* Begin *

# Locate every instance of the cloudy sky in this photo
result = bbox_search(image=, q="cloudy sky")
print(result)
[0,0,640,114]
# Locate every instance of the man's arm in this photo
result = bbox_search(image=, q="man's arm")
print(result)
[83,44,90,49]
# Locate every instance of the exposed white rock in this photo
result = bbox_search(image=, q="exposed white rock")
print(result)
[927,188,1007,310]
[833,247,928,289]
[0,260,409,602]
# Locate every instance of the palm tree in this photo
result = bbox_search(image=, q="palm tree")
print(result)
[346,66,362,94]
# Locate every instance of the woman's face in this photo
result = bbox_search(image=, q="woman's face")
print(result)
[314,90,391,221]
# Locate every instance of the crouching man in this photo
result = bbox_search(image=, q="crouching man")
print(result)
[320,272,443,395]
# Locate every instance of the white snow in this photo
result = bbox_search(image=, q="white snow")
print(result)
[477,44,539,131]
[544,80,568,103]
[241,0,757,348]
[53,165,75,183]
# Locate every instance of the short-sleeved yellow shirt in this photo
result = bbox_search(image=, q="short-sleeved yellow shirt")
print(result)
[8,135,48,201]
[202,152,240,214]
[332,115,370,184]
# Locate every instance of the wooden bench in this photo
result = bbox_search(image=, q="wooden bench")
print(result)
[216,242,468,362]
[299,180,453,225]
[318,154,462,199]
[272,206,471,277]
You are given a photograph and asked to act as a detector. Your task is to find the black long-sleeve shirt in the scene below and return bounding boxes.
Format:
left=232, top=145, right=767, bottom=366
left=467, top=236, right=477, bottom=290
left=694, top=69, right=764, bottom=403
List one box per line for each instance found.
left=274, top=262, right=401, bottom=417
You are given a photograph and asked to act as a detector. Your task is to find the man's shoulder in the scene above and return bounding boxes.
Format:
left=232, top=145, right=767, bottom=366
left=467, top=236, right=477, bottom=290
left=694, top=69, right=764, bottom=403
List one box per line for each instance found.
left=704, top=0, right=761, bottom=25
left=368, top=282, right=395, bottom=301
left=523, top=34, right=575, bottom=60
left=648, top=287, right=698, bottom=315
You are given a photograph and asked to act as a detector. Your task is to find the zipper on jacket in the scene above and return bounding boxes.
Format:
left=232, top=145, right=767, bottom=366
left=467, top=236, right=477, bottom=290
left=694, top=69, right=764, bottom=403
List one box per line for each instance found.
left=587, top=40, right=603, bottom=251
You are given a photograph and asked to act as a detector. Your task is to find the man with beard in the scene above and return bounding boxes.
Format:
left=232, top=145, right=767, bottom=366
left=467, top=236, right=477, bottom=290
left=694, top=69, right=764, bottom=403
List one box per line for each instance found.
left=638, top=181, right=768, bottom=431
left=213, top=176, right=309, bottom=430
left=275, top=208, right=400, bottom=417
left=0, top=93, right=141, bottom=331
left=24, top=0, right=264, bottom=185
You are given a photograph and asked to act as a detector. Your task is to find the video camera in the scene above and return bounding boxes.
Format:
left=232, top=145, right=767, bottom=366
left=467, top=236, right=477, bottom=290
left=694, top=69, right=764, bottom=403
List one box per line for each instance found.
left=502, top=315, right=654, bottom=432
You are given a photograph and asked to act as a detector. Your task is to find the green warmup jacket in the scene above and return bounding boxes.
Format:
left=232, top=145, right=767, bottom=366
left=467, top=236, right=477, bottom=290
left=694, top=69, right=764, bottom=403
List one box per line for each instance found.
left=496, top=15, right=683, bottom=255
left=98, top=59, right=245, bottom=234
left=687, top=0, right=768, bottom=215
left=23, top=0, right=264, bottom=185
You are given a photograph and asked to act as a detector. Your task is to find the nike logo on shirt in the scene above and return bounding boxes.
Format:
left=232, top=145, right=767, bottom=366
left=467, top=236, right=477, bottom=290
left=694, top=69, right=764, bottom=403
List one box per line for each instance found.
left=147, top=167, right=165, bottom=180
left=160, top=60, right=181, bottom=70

* End *

Replace "detector" with "object locator" everywhere in the listing above, and leave everything else unchanged.

Answer to the exercise:
# Locate every instance of the cloudy sky in this photo
result = bbox_search(image=, q="cloudy sky")
print(result)
[0,0,640,114]
# Locate every instance of the man's arm in this photo
result = bbox_search(image=, q="man's arm")
print(result)
[83,44,90,49]
# Locate every instance of the exposed white rock in this photo
result = bbox_search(image=, q="exposed white rock")
print(result)
[927,188,1007,310]
[833,247,928,289]
[0,260,409,602]
# Locate every instance of the palm tree in this photo
result = bbox_search(image=, q="palm tree")
print(result)
[346,66,362,94]
# Locate every instance of the woman's face in this photo
result = bbox_search(image=, q="woman's face")
print(result)
[314,90,391,221]
# Locate every instance of the crouching man in this photo
result = bbox_search(image=, q="crouching man")
print(result)
[320,272,443,395]
# Locate every instance of the white snow in this photo
result = bbox_search(image=, q="white snow")
print(result)
[477,44,539,131]
[544,80,568,103]
[241,0,757,348]
[53,165,75,183]
# Locate every instance of the short-sleeved yellow shirt in this photo
result = bbox_search(image=, q="short-sleeved yellow shirt")
print(result)
[8,135,48,201]
[202,152,240,214]
[332,115,370,184]
# Locate every instance of the wooden bench in this photo
result = bbox_search(image=, q="wooden bench")
print(result)
[216,242,468,362]
[299,180,453,225]
[318,154,462,199]
[272,206,471,277]
You are given a photograph and asked to act as a object locator. Your task is to find the black long-sleeve shirt in the scene below and return bounding boxes.
Format:
left=232, top=145, right=767, bottom=366
left=467, top=236, right=477, bottom=290
left=694, top=69, right=764, bottom=403
List one box per line for each instance found.
left=274, top=262, right=401, bottom=417
You are given a photograph and asked to act as a object locator. Your task is to find the man's shoulder in the scene above and return bounding boxes.
Format:
left=232, top=145, right=767, bottom=366
left=467, top=236, right=477, bottom=290
left=694, top=69, right=764, bottom=403
List one box per line for each instance found.
left=704, top=0, right=761, bottom=25
left=368, top=282, right=395, bottom=301
left=523, top=34, right=575, bottom=60
left=648, top=287, right=698, bottom=315
You are given a photograph and asked to act as a object locator. Your task is to find the zipper on jacket in the scene above and return bounding boxes.
Format:
left=232, top=145, right=767, bottom=366
left=467, top=236, right=477, bottom=290
left=694, top=69, right=764, bottom=403
List one box per line for each instance found.
left=587, top=40, right=603, bottom=251
You are given a photograph and asked to act as a object locator. Your task is to find the man with beard in the scene above and return bounding boxes.
Format:
left=232, top=145, right=767, bottom=366
left=467, top=236, right=477, bottom=290
left=694, top=69, right=764, bottom=403
List one box per line for each instance found.
left=638, top=181, right=768, bottom=431
left=213, top=176, right=309, bottom=430
left=275, top=208, right=400, bottom=417
left=0, top=93, right=141, bottom=331
left=24, top=0, right=264, bottom=185
You are given a photograph and asked to act as a object locator. Your task is to find the video camera in the scene above and return bounding boxes.
Format:
left=232, top=145, right=767, bottom=366
left=467, top=236, right=477, bottom=290
left=694, top=69, right=764, bottom=403
List one box per line for each instance found.
left=502, top=315, right=654, bottom=432
You are given a photograph and asked to act as a object locator. Your task is to find the green warmup jacket in the scene above and return bounding boxes.
Format:
left=232, top=145, right=767, bottom=366
left=467, top=236, right=477, bottom=290
left=694, top=69, right=764, bottom=403
List one box per line for each instance found.
left=496, top=15, right=683, bottom=255
left=98, top=59, right=245, bottom=234
left=687, top=0, right=768, bottom=215
left=23, top=0, right=264, bottom=185
You are given a photograph and asked to act as a object locator. Your task is to find the nike logo on shirt in the scene above and return bounding boxes.
Format:
left=232, top=145, right=767, bottom=366
left=467, top=236, right=477, bottom=290
left=694, top=69, right=764, bottom=403
List one box per line for each instance found.
left=147, top=167, right=165, bottom=180
left=160, top=60, right=181, bottom=70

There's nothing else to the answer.